• Directives
(1) In the column on STEM graduates, in which years was the Dutch survey data on parents' maths and language skills collected?
(2) Reproduce the passage of the column on STEM graduates starting at "Where STEM graduates" and ending at "to future generations.".

• Excerpt provided

Mother and daughter scientists
VoxEU Column Education Labour Markets

Where STEM graduates stem from: The intergenerational transmission of comparative skill advantages

Furthering STEM education is a policy objective in many countries, but programmes aiming to improve students’ maths skills often discount the comparative advantage imparted by families. This column uses Dutch survey and registry data to study the intergenerational transmission of comparative skill advantage. Parents’ maths skills are linked to the maths skills of their children, and students’ choices of STEM fields are influenced by family skill transmission. Because the intergenerational transmission of skills is malleable through the education system, policies that change children’s skills today will spillover to future generations.

Advancing science, technology, engineering and maths (STEM) education is a policy objective in many countries. But policies focused on increasing students’ maths skills tend to ignore the importance of comparative advantage in occupational choice. While skills-based comparative advantage has been used to explain college attendance (Willis and Rosen 1979), selection effects on wages (Heckman and Sedlacek 1985), and study choice (Kirkeboen et al. 2016), little is known about the underlying sources of differences in comparative advantage – or their malleability – across individuals. Understanding both the source and the malleability of comparative advantages is essential when considering policies that might be employed to increase the prevalence of STEM-trained workers.

We show that skills-based comparative advantage is transferred intergenerationally. Parents with a comparative advantage in maths (versus language) skills are significantly more likely to have children with a similar maths skill advantage (Hanushek et al. 2023). We also find that parents’ comparative skill advantage is not only a strong predictor of their own STEM choices, but also affects STEM choices of their children. Importantly, the intergenerational transmission of comparative maths skills is malleable through the education system.

The analysis builds on a unique data set that provides comparable measures of different domains of cognitive skills for parents and their children. The Intergenerational Transmission of Skills dataset (Jacobs et al. 2021) links Dutch survey data on parent skills in maths and language at around age 12–13 (collected in 1977, 1982, and 1989) to register data on their children’s skills in the same subjects elicited by similar tests at the same age between 2006 and 2019. In total, the combined dataset includes skills data for more than 25,000 parents and 40,000 of their children. The dataset also provides detailed information on grandparental education and social status as well as on test taking location, which can be used to control for the influence of extended family members on children’s outcomes (Adermon et al. 2021).

• Data section
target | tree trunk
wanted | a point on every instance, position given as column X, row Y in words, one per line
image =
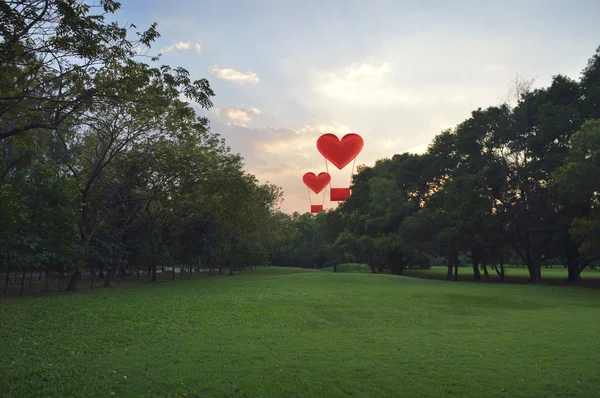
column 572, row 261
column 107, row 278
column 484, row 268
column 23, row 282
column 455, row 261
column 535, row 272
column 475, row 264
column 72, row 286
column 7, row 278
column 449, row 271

...

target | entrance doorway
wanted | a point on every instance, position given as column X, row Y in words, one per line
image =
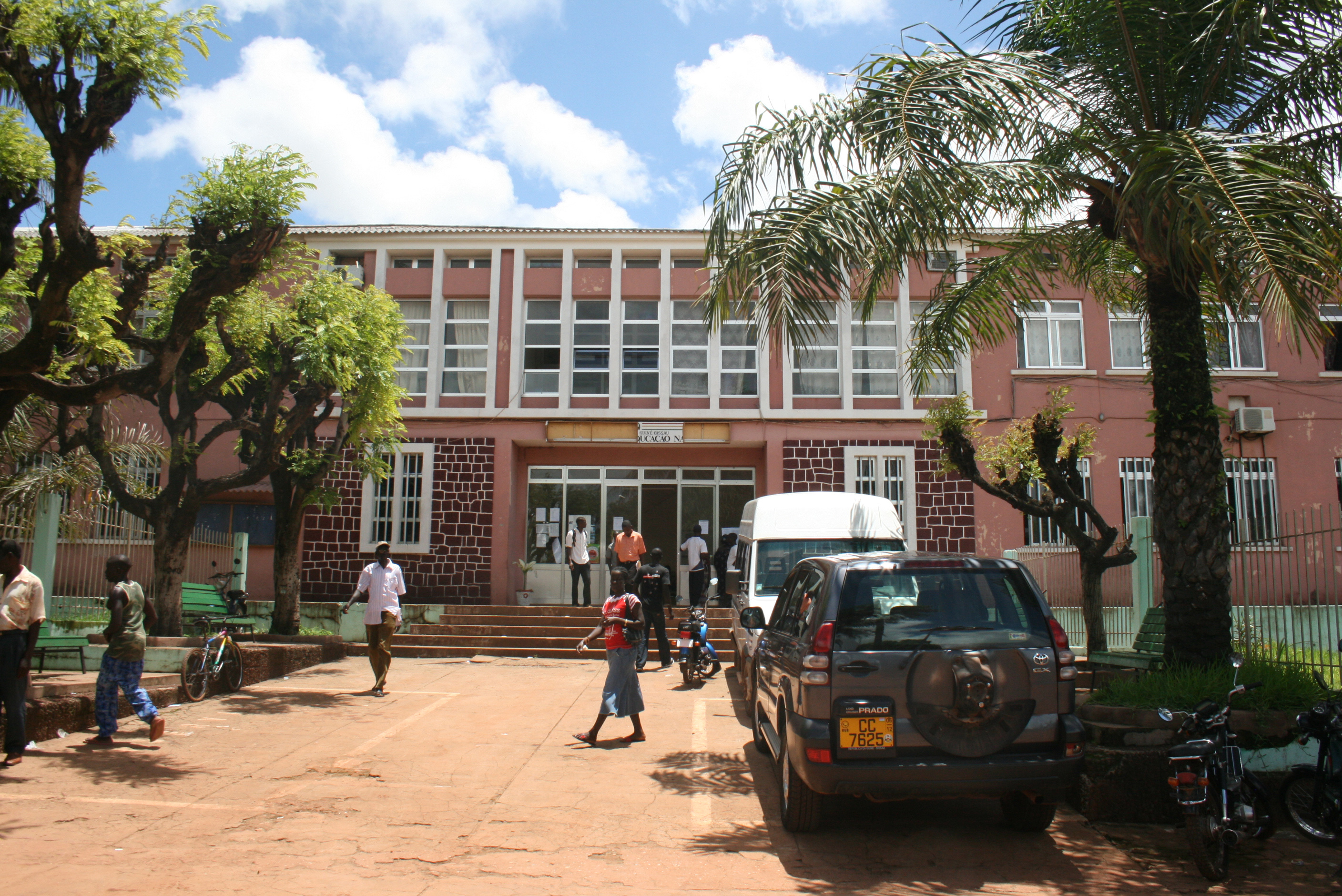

• The solutions
(1) 1977, 1982, and 1989

(2)
Where STEM graduates stem from: The intergenerational transmission of comparative skill advantages

Furthering STEM education is a policy objective in many countries, but programmes aiming to improve students’ maths skills often discount the comparative advantage imparted by families. This column uses Dutch survey and registry data to study the intergenerational transmission of comparative skill advantage. Parents’ maths skills are linked to the maths skills of their children, and students’ choices of STEM fields are influenced by family skill transmission. Because the intergenerational transmission of skills is malleable through the education system, policies that change children’s skills today will spillover to future generations.